— START OF Materials provided —
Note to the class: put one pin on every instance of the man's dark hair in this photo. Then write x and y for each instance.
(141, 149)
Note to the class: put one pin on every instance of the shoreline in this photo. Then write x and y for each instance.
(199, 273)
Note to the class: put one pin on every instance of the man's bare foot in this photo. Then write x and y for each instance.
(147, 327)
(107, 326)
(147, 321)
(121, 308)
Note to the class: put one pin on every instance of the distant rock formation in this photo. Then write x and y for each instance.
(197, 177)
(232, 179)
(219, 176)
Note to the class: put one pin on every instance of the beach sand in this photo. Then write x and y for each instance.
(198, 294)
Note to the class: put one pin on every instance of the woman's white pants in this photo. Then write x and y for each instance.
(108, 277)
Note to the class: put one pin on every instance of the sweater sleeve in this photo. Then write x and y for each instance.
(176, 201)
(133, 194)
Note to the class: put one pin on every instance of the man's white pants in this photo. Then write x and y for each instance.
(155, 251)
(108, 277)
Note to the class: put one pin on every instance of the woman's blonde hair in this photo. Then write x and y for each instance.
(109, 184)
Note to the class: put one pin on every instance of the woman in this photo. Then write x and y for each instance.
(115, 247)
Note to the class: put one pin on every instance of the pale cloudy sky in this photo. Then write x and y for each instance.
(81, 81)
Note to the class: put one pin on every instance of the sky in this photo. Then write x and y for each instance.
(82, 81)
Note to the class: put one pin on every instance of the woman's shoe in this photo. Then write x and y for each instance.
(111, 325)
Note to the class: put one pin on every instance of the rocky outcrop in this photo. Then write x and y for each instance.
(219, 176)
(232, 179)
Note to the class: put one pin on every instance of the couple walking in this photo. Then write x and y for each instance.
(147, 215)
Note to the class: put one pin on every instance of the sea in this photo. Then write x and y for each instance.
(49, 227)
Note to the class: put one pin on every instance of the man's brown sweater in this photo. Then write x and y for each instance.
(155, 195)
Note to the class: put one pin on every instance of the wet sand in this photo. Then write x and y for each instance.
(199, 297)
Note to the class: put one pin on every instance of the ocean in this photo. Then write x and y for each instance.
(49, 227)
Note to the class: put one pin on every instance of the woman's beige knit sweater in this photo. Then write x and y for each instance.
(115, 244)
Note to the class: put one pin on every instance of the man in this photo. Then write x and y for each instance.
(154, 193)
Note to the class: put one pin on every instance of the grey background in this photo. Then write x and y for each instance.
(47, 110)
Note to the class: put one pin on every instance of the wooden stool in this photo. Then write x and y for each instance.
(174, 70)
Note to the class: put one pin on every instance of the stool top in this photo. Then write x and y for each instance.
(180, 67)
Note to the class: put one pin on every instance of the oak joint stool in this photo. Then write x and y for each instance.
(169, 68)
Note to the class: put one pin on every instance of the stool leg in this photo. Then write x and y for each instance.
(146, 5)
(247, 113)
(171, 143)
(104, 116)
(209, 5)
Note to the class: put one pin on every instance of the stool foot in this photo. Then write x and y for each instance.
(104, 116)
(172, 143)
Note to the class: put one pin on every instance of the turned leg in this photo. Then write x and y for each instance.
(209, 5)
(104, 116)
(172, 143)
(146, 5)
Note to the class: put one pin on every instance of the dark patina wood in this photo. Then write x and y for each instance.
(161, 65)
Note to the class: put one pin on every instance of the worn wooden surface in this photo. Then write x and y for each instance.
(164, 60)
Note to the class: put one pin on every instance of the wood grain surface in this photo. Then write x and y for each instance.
— END OF Materials provided —
● **The task**
Please give the listing above again, switching "Note to the class" to "Note to the group" everywhere and leaving everything else unchanged.

● **Finished task**
Note to the group: put one pin on every instance of the man's dark hair in this photo. Then write x and y for each instance.
(141, 149)
Note to the group: put one pin on every instance of the shoreline in this photo. Then write x and y for each instance.
(199, 273)
Note to the group: put one pin on every instance of the man's bare foot in this photo. Then write x and y for each instance.
(147, 327)
(107, 326)
(147, 321)
(121, 308)
Note to the group: put one pin on every instance of the distant rock formation in this photo. Then write x and y for each instance.
(197, 177)
(232, 179)
(219, 176)
Note to the group: put one pin on every instance of the beach sand in this photo. Then write x and y for each instance.
(198, 294)
Note to the group: put one pin on every instance of the woman's white pants in this photo. Then write x and y for each instance.
(108, 277)
Note to the group: put one pin on every instance of the sweater sleeve in this photo. Then write x and y for each instance.
(176, 201)
(133, 194)
Note to the group: put one pin on every instance of the man's white pants in this photo. Then write x and y for each instance.
(155, 251)
(108, 277)
Note to the group: put one pin on every instance of the woman's blonde hair in this photo. Then write x and y for each instance.
(109, 184)
Note to the group: put one pin on every instance of the woman in this photo. Then write x and y for each instance.
(115, 247)
Note to the group: put one pin on every instance of the pale cloudy sky in this photo. Then write x and y for each instance.
(81, 81)
Note to the group: put one pin on every instance of the sky in this photo. Then write x and y for each instance.
(82, 81)
Note to the group: put one pin on every instance of the woman's shoe in this photo. Then write x and y for each instance.
(111, 325)
Note to the group: put one pin on every instance of the rocky outcrop in this photo. Then write x and y for each instance.
(219, 176)
(232, 179)
Note to the group: put one pin on every instance of the couple walking in this photo. Then write x and y for each instance.
(147, 215)
Note to the group: put one pin on every instance of the sea in this photo. Then write x and y for each instance.
(49, 227)
Note to the group: put one pin on every instance of the man's brown sweater in this photo. Then write x and y for each instance.
(155, 195)
Note to the group: put one pin on every instance of the wet sand in this photo. Then write x and y for each instance.
(199, 297)
Note to the group: put one pin on every instance of the ocean in this photo. Then write x and y for each instance.
(49, 227)
Note to the group: put one pin on every instance of the woman's beige knit sweater in this photo. Then write x and y for each instance.
(115, 244)
Note to the group: put one pin on every instance of the man in this photo. Then write x and y for each instance.
(154, 193)
Note to the group: put one pin on every instance of the grey background in this photo. Then write x and y for each instance.
(47, 110)
Note to the group: put one pin on every instance of the wooden stool in this photo. Then write x and y for each instance.
(174, 70)
Note to the group: put one pin on every instance of the stool top in this photo. Then write x and y for each instance.
(180, 67)
Note to the group: put one pin on every instance of the oak joint stool in this photo. Then write x and y for each instance.
(169, 68)
Note to the group: put one pin on every instance of the stool leg in this photo. Then write x and y for each instance.
(146, 5)
(247, 113)
(171, 143)
(104, 116)
(209, 5)
Note to the group: put one pin on every instance of the stool foot in this photo. Then write x and y for each instance.
(104, 116)
(172, 143)
Note to the group: put one pin on every instance of the turned leg in this photo. Then write x and y for each instance.
(209, 5)
(104, 116)
(172, 143)
(146, 5)
Note to the group: put one pin on every instance of the dark patina wood in this photo. Then write x and y for each instance.
(161, 65)
Note to the group: put one pin on every instance of the worn wooden surface in this photo. Then write x and y for each instance.
(164, 60)
Note to the group: put one pin on every instance of the wood grain surface in this photo. Then write x and y for each instance.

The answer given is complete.